- **TEXT SECTION**:
Content starts

I’m a big believer in admitting when you don’t know the answer. That kind of truthfulness in meetings leads to better results, and ideally leads to additional learning by being less wrong than I was before.
In “Poor Charlie’s Almanack“, Charlie Munger compares people who think they’re never wrong with bees that don’t know how to properly signal to the rest of the hive in certain situations. From his book:
There’s another type of person I compare to an example from biology: When a bee finds nectar, it comes back and does a little dance that tells the rest of the hive, as a matter of genetic programming, which direction to go and how far. So about 40 or 50 years ago, some clever scientist stuck the nectar straight up. Well, the nectar’s never straight up in the ordinary life of a bee. The nectar’s out. So the bee finds the nectar and returns to the hive. But it doesn’t have the genetic programming to do a dance that says straight up.
So what does it do? Well, if it were like Jack Welch, it would just sit there. But what it actually does is to dance this incoherent dance that gums things up. A lot of people are like that bee. They attempt to answer a question like that. And that is a huge mistake. Nobody expects you to know everything about everything. I try to get rid of people who always confidently answer questions about which they don’t have any real knowledge. To me, they’re like the bee dancing its incoherent dance. They’re just screwing up the hive.
I know where my team is strong and I know where they’re individually weak. As a team, we cover the major weak spots with one another. Robert can help us understand a client and their needs, Elena can create the vision to showcase it, Ashlea can bring it to life, etc. None of them need to pretend to know the answers outside of their circle of competence.
“I don’t know” remains one of the best things you can say, and it certainly is better than dancing like an incoherent bee.

Content ends

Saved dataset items
Content starts

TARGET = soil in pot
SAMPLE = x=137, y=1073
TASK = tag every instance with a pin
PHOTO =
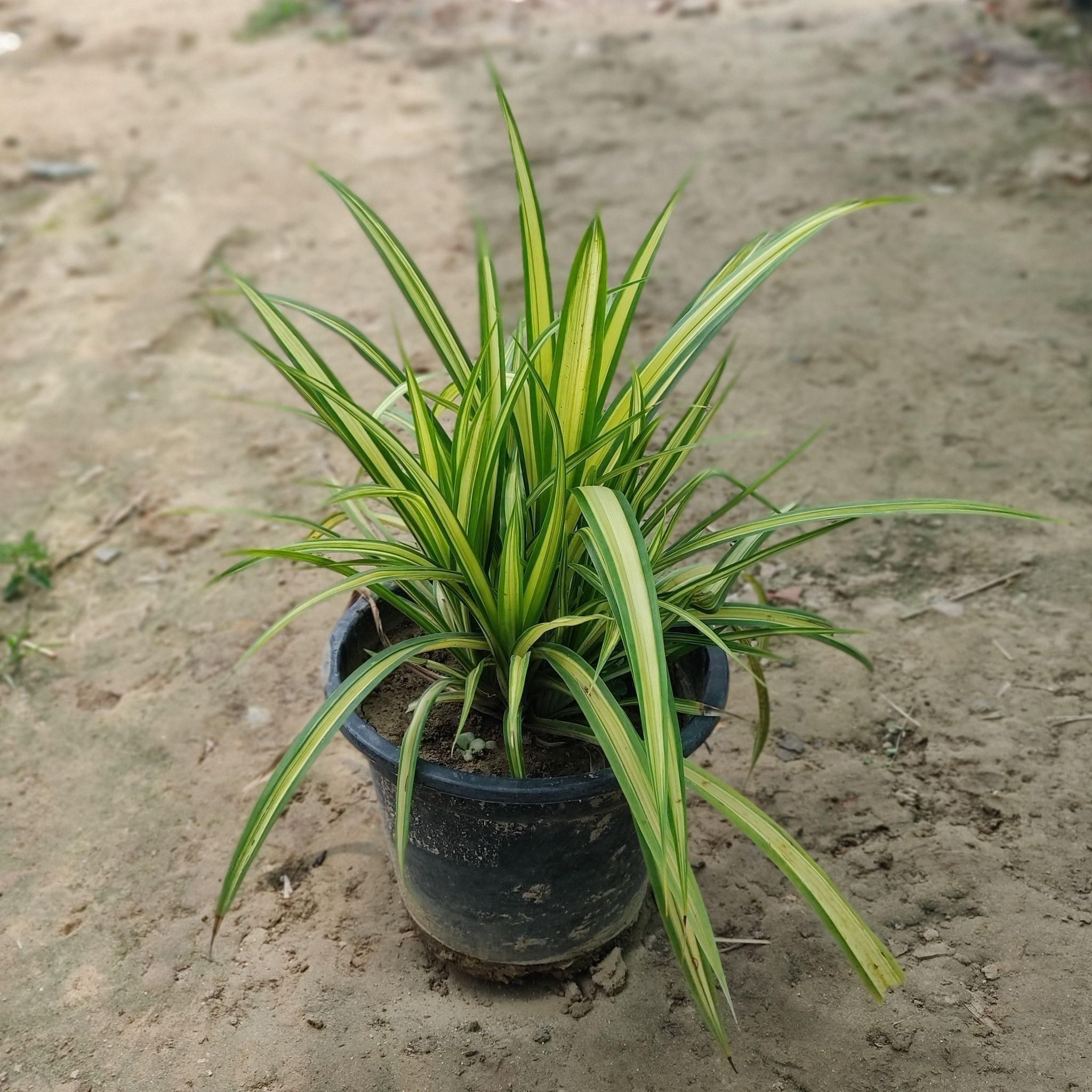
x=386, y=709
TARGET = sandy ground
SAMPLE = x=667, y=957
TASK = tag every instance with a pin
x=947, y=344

Content ends
Content starts

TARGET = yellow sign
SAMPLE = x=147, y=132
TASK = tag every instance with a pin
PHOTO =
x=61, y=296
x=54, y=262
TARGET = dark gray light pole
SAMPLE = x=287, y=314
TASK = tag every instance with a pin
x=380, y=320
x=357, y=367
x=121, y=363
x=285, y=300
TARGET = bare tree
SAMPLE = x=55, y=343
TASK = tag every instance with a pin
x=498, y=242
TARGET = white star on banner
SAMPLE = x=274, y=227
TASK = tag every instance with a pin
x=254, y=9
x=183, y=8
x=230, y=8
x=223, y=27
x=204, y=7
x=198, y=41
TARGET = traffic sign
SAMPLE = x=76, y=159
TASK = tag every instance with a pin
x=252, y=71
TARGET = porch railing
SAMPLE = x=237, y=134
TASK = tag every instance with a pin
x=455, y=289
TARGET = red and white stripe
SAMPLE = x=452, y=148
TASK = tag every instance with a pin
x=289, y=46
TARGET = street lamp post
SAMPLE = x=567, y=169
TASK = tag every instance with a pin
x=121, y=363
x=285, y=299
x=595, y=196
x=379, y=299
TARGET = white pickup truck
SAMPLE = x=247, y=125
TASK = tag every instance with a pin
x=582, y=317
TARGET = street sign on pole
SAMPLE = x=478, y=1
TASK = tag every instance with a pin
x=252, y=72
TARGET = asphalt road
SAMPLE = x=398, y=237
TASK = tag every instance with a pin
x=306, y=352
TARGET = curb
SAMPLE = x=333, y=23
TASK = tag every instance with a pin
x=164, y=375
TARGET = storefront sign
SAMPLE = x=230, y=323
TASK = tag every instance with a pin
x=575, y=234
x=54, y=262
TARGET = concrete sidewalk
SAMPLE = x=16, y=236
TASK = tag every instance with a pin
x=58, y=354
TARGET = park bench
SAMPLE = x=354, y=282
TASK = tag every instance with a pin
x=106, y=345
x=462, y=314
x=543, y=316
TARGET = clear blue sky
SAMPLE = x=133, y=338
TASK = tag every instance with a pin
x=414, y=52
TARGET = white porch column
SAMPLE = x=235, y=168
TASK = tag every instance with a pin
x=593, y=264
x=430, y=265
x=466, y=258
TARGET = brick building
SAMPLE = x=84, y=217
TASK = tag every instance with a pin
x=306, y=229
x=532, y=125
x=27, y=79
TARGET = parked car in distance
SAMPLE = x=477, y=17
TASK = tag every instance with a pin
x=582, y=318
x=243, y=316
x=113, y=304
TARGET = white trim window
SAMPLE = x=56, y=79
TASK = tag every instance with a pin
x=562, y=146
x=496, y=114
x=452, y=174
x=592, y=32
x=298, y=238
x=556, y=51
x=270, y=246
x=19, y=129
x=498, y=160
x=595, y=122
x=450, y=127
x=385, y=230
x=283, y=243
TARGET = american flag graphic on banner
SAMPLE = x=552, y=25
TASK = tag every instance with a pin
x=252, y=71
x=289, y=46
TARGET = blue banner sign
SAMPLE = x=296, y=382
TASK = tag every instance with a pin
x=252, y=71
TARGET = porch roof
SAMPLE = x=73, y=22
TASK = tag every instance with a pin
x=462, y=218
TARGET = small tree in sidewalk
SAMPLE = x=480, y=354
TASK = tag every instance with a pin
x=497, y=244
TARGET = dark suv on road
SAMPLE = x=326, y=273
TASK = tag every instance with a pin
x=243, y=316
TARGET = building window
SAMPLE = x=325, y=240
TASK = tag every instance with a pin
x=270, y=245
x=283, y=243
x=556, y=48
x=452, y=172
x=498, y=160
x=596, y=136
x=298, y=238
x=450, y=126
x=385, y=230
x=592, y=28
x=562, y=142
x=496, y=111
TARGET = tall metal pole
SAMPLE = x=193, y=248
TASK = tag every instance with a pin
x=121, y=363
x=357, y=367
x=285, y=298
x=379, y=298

Content ends

- **APPLY WHAT YOU READ**:
a - Return the essay on saying "I don't know" from "I know where my" to "an incoherent bee.".
b - In the essay on saying "I don't know," why does the bee that found the nectar straight up dance an incoherent dance? Explain in one to three sentences.
You won't need the entries for anything here.

- **YOUR WRITTEN ANSWERS**:
a -
I know where my team is strong and I know where they’re individually weak. As a team, we cover the major weak spots with one another. Robert can help us understand a client and their needs, Elena can create the vision to showcase it, Ashlea can bring it to life, etc. None of them need to pretend to know the answers outside of their circle of competence.
“I don’t know” remains one of the best things you can say, and it certainly is better than dancing like an incoherent bee.

b - A bee's dance tells the hive which direction to go and how far, as a matter of genetic programming. In a bee's ordinary life the nectar is never straight up, so the bee has no programmed dance that says straight up. It dances an incoherent dance instead.